Records from a collection
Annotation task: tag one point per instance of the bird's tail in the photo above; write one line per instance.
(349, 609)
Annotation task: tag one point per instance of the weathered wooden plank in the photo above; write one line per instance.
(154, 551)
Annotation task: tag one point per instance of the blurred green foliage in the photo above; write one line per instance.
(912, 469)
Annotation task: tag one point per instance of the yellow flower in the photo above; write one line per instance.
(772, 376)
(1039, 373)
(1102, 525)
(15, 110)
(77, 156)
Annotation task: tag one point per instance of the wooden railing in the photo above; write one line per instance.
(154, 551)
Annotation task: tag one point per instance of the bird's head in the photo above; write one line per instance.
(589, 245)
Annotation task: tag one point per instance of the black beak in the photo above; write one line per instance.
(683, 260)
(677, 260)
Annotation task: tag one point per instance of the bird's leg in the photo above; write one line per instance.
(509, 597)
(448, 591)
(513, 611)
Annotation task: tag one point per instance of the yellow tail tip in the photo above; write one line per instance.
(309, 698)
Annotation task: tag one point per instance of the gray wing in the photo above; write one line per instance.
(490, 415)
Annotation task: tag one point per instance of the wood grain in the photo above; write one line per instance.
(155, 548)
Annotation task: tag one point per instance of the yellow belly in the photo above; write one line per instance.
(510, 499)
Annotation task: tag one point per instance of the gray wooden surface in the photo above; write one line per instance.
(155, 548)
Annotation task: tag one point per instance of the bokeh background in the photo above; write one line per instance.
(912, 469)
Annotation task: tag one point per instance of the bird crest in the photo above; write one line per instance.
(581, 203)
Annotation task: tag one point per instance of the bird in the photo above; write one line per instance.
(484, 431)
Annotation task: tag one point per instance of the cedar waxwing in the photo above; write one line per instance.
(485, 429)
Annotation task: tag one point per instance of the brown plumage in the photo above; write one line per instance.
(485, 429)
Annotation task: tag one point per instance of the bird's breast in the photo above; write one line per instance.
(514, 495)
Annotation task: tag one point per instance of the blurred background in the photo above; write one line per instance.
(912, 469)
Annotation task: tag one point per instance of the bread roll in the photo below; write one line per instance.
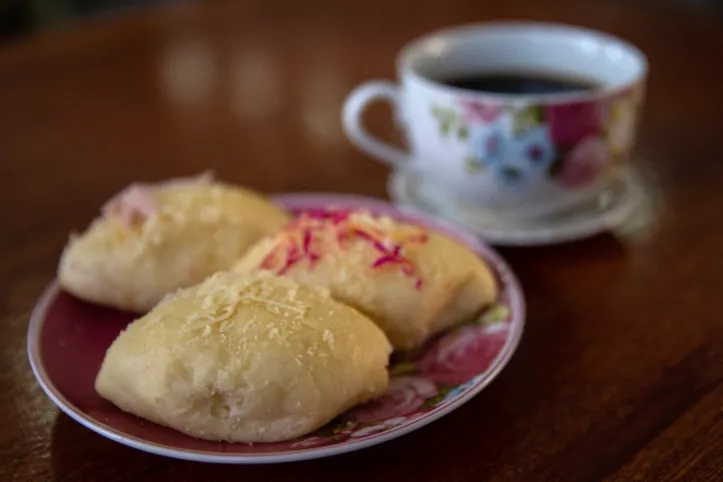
(154, 239)
(246, 359)
(413, 283)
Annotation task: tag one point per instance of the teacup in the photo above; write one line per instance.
(522, 152)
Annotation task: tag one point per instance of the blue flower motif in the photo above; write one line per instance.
(532, 148)
(509, 173)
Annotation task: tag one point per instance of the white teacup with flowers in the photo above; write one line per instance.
(518, 154)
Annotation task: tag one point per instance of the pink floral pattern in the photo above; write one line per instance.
(469, 352)
(406, 394)
(583, 163)
(570, 123)
(480, 112)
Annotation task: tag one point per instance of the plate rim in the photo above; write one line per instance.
(517, 301)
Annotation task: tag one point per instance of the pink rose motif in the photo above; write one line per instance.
(583, 163)
(404, 396)
(134, 204)
(463, 355)
(479, 112)
(571, 122)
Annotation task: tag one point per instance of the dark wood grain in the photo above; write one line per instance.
(620, 373)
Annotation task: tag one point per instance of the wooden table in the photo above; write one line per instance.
(619, 374)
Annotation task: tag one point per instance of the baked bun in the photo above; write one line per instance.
(412, 282)
(154, 239)
(245, 359)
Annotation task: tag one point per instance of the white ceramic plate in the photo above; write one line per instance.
(67, 340)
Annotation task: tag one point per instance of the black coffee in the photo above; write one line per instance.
(520, 83)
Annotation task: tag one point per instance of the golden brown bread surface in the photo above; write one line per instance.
(154, 239)
(246, 359)
(411, 282)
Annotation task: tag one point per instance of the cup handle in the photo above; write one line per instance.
(353, 110)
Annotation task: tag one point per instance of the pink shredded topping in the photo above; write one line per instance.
(132, 205)
(302, 238)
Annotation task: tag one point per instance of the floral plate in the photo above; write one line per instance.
(67, 340)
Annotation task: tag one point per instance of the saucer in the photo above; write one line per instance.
(411, 191)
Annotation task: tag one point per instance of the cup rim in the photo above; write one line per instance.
(406, 70)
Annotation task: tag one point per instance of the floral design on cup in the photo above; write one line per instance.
(405, 395)
(514, 157)
(458, 358)
(571, 144)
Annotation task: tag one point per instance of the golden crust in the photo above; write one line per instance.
(195, 229)
(442, 283)
(246, 359)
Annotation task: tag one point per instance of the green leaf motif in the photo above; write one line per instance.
(404, 368)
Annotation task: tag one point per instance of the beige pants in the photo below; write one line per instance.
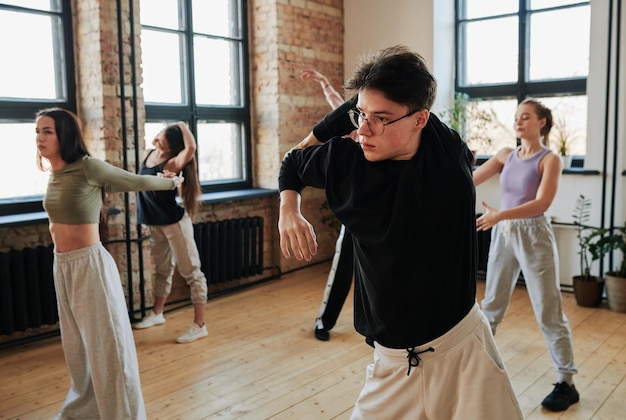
(97, 338)
(463, 378)
(174, 246)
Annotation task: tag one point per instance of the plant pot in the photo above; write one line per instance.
(588, 293)
(567, 162)
(616, 292)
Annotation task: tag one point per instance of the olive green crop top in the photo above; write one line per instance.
(74, 193)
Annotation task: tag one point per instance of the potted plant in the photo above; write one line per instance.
(615, 279)
(562, 137)
(471, 122)
(587, 288)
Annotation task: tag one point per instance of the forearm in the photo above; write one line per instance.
(529, 209)
(336, 123)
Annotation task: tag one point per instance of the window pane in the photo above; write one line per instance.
(220, 156)
(151, 129)
(482, 8)
(544, 4)
(35, 49)
(559, 51)
(161, 63)
(24, 178)
(216, 17)
(48, 5)
(569, 122)
(488, 135)
(162, 13)
(489, 58)
(217, 84)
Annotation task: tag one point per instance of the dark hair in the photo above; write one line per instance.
(400, 74)
(69, 132)
(542, 112)
(190, 189)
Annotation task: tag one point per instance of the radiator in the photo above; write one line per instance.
(27, 296)
(230, 249)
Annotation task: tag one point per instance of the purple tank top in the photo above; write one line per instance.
(520, 179)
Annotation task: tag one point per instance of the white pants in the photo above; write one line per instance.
(97, 338)
(528, 245)
(463, 378)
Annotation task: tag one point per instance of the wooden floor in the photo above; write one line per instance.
(261, 361)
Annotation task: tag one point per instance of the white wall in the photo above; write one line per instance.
(427, 26)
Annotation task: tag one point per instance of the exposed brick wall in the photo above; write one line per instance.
(287, 36)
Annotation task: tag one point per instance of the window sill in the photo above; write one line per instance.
(24, 219)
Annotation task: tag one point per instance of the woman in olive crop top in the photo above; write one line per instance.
(522, 240)
(171, 229)
(95, 329)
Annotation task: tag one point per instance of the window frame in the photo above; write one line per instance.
(191, 112)
(524, 87)
(23, 110)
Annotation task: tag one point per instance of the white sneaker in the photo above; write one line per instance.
(150, 320)
(193, 333)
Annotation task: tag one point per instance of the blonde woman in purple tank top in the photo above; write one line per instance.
(522, 240)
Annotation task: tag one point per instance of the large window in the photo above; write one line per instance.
(194, 69)
(508, 50)
(37, 71)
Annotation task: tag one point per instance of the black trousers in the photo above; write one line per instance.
(339, 282)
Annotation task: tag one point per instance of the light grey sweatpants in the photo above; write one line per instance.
(529, 246)
(97, 338)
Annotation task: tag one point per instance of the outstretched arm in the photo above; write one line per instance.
(333, 97)
(295, 231)
(184, 156)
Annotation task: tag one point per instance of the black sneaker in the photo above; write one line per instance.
(322, 334)
(561, 397)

» What the task asks:
Apart from the pictures, set down all the entries above exactly.

» Exercise result:
Annotation task: tag one point per instance of the bird's tail in the photo above; write one line per instance.
(349, 609)
Annotation task: tag one point per instance of the weathered wooden plank in the photo above; write one line per instance.
(154, 551)
Annotation task: tag one point per instance of the blurred green foliage in the photo above; write one line per instance.
(912, 469)
Annotation task: tag one point per instance of the yellow flower in the photo above; write one line per instance.
(772, 376)
(1039, 373)
(1102, 525)
(15, 110)
(77, 156)
Annotation task: tag one point per instance of the wooden railing in the photo above; write one line per instance.
(154, 551)
Annotation task: tag one point per instance of the bird's head in the photo above; write one line per instance.
(589, 245)
Annotation task: tag one point per instance of the black beak in the photo above; write one line per instance.
(683, 260)
(677, 260)
Annotation task: tag one point per instance of the bird's leg in the photo above; write one line per instance.
(509, 597)
(448, 591)
(513, 611)
Annotation task: tag one point per instance of the yellow tail tip in the photo above; write one line per instance.
(309, 698)
Annotation task: tag one point per instance of the gray wing in the photo above; write one line per instance.
(490, 415)
Annotation task: tag one point per instance of the wood grain in the photo above; write one line per instance.
(155, 548)
Annotation task: tag one point per instance of the yellow belly in the photo above; write one line per instance.
(510, 499)
Annotation task: tag one point per instance of the gray wooden surface in the photo above; write one line per instance.
(155, 548)
Annotation task: tag one point per instance of the bokeh background in the photo above; write one line per instance.
(912, 469)
Annotation task: tag one point per instance of the bird crest in the photo above; write one line per instance.
(581, 203)
Annotation task: tag one point per instance of the bird in the photo above; write one line per instance.
(484, 431)
Annotation task: tag one point per instance of the cedar waxwing in the photo above; write one line per instance.
(485, 429)
Annotation task: tag one point per instance of the brown plumage in the photo above; write one line per instance.
(485, 429)
Annotation task: tag one point per instance of the bird's breast in the photo above; write one line per instance.
(514, 495)
Annotation task: tag one point per instance of the blurred background in the photo above; write one line per instance.
(912, 469)
Annotation task: tag one point per instance of the bread roll in the photo below; write one line per instance.
(154, 239)
(246, 359)
(413, 283)
Annotation task: tag one point per instance of the teacup in the photo above; write one line per instance.
(522, 152)
Annotation task: tag one point per instance of the blue flower motif in the photo above; write one line per instance.
(532, 148)
(509, 173)
Annotation task: tag one point per instance of the white teacup with flowers in the photo above; write one line per instance.
(518, 154)
Annotation task: tag one point per instance of the pink floral pattern in the photo above; write one line per instance.
(469, 352)
(406, 394)
(583, 163)
(570, 123)
(480, 112)
Annotation task: tag one point per instance of the plate rim in the photo above; write one line per instance.
(517, 301)
Annotation task: tag one point per instance of the pink rose motif in the photo above; write one line per instance.
(583, 163)
(404, 396)
(134, 204)
(463, 355)
(479, 112)
(571, 122)
Annotation task: tag one point per instance of the dark wood grain in the photo above; write one line per instance.
(620, 373)
Annotation task: tag one point per instance of the wooden table in the photo above; write one line per instance.
(619, 374)
Annotation task: tag one point per instance of the baked bun in the photo above; write one line per instance.
(412, 282)
(154, 239)
(245, 359)
Annotation task: tag one point per instance of the white ceramic plate in the photo above; write one line per instance.
(67, 340)
Annotation task: tag one point per instance of the black coffee in the photo above; write one line per instance.
(520, 83)
Annotation task: tag one point per instance of the golden brown bread surface in the photo above; write one line per instance.
(154, 239)
(246, 359)
(411, 282)
Annotation task: tag one point per instance of the cup handle in the photo above; write one line per instance.
(353, 110)
Annotation task: tag one point per instance of the pink shredded topping in the photo above; write one line per instance.
(132, 205)
(302, 238)
Annotation task: tag one point per instance of the floral plate in the photo above; write one line per instance.
(67, 340)
Annotation task: tag one point per instance of the saucer in the photo above; write one line per instance.
(411, 191)
Annotation task: tag one point per instance of the cup rim in the photo above; write one line per instance.
(406, 70)
Annotation task: tag one point per instance of the floral design on cup in the photo above; write one line per instance.
(405, 395)
(514, 157)
(458, 358)
(571, 144)
Annotation task: tag one point per instance of the golden crust in the photo above; write one line per instance.
(195, 229)
(442, 283)
(246, 359)
Annotation task: tag one point per instance of the green leaf motif in the photo above; write one line per instance.
(404, 368)
Annotation task: tag one point per instance of the beige pants in the photo below; write one line per instance.
(97, 338)
(463, 378)
(174, 246)
Annotation task: tag one point per instance of the plant pot in the photo above; write one line per instance.
(588, 293)
(567, 162)
(616, 292)
Annotation task: tag one point per instance of the olive green crop top in the photo above; write one line per instance.
(74, 193)
Annotation task: tag one point per instance of the potted plant in the photo above; write one line per instance.
(615, 279)
(562, 137)
(471, 122)
(587, 288)
Annotation task: tag one point per instance of the forearm in the photo above; write one line per instance.
(529, 209)
(336, 123)
Annotation task: tag one point per instance of the window pane in the photo above; write one line per instance.
(220, 156)
(151, 129)
(482, 8)
(544, 4)
(35, 49)
(559, 51)
(161, 63)
(24, 178)
(216, 17)
(48, 5)
(569, 122)
(488, 135)
(162, 13)
(489, 58)
(217, 84)
Annotation task: tag one point per instance of the dark hair in the photo above; write one line per instance.
(400, 74)
(69, 132)
(542, 112)
(190, 189)
Annotation task: tag one point per instance of the radiator in the photo above; write one line per instance.
(27, 296)
(230, 249)
Annotation task: tag one point per instance of the purple tank top in the photo above; write one line per instance.
(520, 179)
Annotation task: tag one point per instance of the white pants in the photo above; write one line per instance.
(97, 338)
(528, 245)
(463, 378)
Annotation task: tag one point per instance of the wooden floor in the photo above; write one line per instance.
(261, 361)
Annotation task: tag one point per instance of the white wall in the photo above; write one line per instance.
(427, 26)
Annotation task: tag one point per instance of the exposed brick wall in the photo above; write one line per instance.
(287, 36)
Annotation task: tag one point per instance of the window sill in the photo above; write one line per instance.
(24, 219)
Annotation task: tag one point per instance of the woman in olive crop top in the photo above; write one line per instance.
(522, 240)
(171, 229)
(95, 329)
Annotation task: tag one point per instance of the window frame in the photo above; write one line per instance.
(191, 112)
(524, 87)
(23, 110)
Annotation task: tag one point per instance of the white sneaker in the photo above; write one line per instance.
(150, 320)
(193, 333)
Annotation task: tag one point per instance of the blonde woman in purple tank top in the photo above; write one line per instance.
(522, 240)
Annotation task: tag one point per instance of the large window in the photo above; write one line per instance.
(194, 69)
(508, 50)
(37, 71)
Annotation task: tag one point per instance of the black trousers in the photo above; write one line per instance.
(339, 282)
Annotation task: tag one point per instance of the light grey sweatpants in the photo above; write one line per instance.
(529, 246)
(97, 338)
Annotation task: tag one point per instance of the outstretched arm in the photo above; write one line per instance.
(333, 97)
(295, 231)
(184, 156)
Annotation task: tag one point per instance of the black sneaker in the photo above; write one line per instance.
(322, 334)
(561, 397)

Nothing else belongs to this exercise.